>> BEGIN SOURCE PASSAGE
# Advice on a Olympia Cremina.



## Montana (Jan 3, 2013)

Not sure I'm posting this in the correct section but seen this on eBay, I know it's in Italy and a risk but if the shipping isn't silly money does it look like it's worth a chance?

http://www.ebay.co.uk/ulk/itm/121798036861


----------



## coffeechap (Apr 5, 2012)

there might be one in fantastic original condition coming up on the forum soon, not from me but another member, might be a little more but it is a really good one.


----------



## Montana (Jan 3, 2013)

Ok thanks, I'll hang on for a bit then.


----------



## risky (May 11, 2015)

Wow, the very definition of form follows function I suppose?


----------



## Montana (Jan 3, 2013)

risky said:


> Wow, the very definition of form follows function I suppose?


I'm having a good look online at reviews and will make my mind up, its either a Cremina or save up some more and get a L1. Its a lot of money on either so I'll take my time making my choice.


----------



## risky (May 11, 2015)

The L1 is in another league looks wise.

A work of art.


----------



## sjenner (Nov 8, 2012)

risky said:


> The L1 is in another league looks wise.
> 
> A work of art.


Ability too...

(my view)


----------



## jonners (Apr 26, 2013)

Did you notice the postage charges on that eBay Cremina?!!

I love my Cremina (bought on eBay) and have no desire for any other machine. Highly recommended.


----------



## dsc (Jun 7, 2013)

Yup indeed I have a Cremina for sale, you'd have to wait a week or so for photos as I'm away but its in mind condition and working very good.

T.


----------



## Montana (Jan 3, 2013)
>> END SOURCE PASSAGE
>> BEGIN MATERIAL SHOWN
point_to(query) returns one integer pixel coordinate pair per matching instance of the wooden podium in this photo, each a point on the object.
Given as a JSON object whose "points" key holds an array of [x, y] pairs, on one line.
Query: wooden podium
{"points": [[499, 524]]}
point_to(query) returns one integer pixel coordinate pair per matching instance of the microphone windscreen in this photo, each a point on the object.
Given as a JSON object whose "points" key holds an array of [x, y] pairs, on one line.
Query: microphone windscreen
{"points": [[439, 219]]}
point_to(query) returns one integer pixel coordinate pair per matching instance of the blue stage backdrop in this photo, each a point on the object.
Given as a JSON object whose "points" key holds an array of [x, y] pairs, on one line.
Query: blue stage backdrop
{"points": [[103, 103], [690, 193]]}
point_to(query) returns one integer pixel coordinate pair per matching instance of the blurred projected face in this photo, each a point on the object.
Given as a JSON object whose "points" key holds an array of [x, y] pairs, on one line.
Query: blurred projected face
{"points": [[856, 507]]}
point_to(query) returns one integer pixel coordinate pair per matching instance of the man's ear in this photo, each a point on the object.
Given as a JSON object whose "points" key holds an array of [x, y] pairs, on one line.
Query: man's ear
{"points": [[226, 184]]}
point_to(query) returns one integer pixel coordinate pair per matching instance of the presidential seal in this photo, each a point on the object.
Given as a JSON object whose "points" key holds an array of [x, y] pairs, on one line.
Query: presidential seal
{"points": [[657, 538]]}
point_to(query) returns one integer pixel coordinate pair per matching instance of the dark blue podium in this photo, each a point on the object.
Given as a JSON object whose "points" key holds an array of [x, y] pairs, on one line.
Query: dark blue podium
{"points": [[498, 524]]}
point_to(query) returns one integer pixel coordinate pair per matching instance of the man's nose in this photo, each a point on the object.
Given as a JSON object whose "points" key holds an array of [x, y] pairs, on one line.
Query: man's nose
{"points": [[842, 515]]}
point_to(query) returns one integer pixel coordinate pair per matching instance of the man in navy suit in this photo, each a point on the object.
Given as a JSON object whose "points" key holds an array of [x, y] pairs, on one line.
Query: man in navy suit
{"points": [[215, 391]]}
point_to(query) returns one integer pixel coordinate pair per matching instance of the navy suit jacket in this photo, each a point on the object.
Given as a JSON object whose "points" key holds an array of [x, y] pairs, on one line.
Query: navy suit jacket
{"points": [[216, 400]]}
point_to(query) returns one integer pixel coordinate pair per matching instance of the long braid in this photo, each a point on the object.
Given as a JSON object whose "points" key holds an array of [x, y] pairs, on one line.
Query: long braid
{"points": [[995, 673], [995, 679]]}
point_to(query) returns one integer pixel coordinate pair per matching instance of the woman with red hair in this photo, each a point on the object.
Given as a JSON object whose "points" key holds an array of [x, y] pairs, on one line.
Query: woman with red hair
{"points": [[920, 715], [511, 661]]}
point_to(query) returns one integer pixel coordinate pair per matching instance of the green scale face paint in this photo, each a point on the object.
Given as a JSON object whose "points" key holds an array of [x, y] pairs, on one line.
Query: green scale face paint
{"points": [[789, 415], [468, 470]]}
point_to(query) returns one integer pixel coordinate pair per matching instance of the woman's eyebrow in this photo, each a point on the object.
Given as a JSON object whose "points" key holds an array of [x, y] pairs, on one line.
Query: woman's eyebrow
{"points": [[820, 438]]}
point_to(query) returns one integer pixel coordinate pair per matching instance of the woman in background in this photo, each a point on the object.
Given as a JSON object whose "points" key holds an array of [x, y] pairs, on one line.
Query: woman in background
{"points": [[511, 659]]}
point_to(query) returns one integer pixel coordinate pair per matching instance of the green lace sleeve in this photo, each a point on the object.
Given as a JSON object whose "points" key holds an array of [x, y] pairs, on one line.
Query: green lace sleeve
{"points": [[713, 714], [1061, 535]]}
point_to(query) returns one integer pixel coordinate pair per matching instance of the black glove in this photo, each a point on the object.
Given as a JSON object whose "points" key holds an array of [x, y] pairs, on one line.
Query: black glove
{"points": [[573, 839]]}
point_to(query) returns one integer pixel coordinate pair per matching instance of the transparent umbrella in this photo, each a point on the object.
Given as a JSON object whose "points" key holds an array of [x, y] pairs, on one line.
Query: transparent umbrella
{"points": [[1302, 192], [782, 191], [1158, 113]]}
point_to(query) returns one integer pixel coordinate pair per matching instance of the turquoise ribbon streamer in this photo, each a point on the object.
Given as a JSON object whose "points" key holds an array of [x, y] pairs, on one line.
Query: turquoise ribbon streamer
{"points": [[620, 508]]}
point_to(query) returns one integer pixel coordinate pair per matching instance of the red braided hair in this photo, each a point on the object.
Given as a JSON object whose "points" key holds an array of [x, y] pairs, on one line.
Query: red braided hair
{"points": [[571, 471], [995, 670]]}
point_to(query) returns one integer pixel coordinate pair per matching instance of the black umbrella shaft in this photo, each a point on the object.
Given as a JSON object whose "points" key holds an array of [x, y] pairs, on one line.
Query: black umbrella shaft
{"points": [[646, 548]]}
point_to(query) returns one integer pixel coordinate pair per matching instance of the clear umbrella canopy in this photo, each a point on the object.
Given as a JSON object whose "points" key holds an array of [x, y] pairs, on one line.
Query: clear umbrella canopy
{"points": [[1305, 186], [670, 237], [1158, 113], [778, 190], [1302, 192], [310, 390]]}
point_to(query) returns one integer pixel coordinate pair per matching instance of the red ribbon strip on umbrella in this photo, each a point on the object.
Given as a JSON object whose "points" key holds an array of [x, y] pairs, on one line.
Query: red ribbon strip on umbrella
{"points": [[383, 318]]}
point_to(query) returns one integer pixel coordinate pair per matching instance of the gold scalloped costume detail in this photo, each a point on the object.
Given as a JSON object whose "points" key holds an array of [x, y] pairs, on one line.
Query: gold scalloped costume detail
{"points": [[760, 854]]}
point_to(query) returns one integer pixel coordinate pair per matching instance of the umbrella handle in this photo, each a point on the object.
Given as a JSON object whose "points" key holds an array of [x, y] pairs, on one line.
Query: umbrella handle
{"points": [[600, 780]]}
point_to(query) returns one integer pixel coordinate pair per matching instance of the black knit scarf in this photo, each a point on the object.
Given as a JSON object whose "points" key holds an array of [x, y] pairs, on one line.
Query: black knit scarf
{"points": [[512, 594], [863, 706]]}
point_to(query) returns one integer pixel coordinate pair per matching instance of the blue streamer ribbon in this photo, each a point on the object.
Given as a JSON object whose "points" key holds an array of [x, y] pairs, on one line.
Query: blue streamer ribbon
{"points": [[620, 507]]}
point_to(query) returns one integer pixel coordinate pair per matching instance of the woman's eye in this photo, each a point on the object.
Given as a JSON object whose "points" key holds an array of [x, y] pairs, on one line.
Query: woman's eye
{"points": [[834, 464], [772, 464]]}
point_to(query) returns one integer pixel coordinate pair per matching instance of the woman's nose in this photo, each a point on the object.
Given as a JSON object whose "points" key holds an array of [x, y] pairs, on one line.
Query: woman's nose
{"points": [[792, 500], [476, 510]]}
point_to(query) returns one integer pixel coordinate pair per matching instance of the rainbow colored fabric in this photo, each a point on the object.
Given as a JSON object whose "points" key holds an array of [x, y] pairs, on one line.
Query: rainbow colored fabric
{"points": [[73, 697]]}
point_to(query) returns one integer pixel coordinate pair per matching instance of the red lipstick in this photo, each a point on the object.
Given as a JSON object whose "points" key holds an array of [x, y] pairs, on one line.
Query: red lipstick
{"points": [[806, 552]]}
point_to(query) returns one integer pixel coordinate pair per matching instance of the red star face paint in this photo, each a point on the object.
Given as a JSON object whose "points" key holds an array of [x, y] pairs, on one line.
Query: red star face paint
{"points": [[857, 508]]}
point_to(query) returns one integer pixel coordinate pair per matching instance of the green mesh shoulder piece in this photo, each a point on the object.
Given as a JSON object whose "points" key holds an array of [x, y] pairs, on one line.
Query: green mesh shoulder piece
>> END MATERIAL SHOWN
WHAT THE EXERCISE ASKS. Write the continuation of the Olympia Cremina forum thread, picking up right after its last line.

ANSWER FOR THIS EXERCISE.
dsc said:


> Yup indeed I have a Cremina for sale, you'd have to wait a week or so for photos as I'm away but its in mind condition and working very good.
> 
> T.


What at sort of money does a nice used one go for then?


----------



## Montana (Jan 3, 2013)

dsc said:


> Yup indeed I have a Cremina for sale, you'd have to wait a week or so for photos as I'm away but its in mind condition and working very good.
> 
> T.


What year and colour is it? If the price is good I'll be I'll be interested. I'm guessing it will go in the for sale section so I'll keep an eye out for it. Thanks Rich.


----------



## dsc (Jun 7, 2013)

I'm pretty sure it's a 67 (sight glass, big toggle power switch on the left with a power indicator above it, no vac breaker in the boiler cap) and its red.

T.


----------



## coffeechap (Apr 5, 2012)

I think it is brown tom the same as the one he was looking at in Italy.


----------



## dsc (Jun 7, 2013)

Yeah quite possible, the colour is only on the back really, from the front you mostly see the chrome.

T.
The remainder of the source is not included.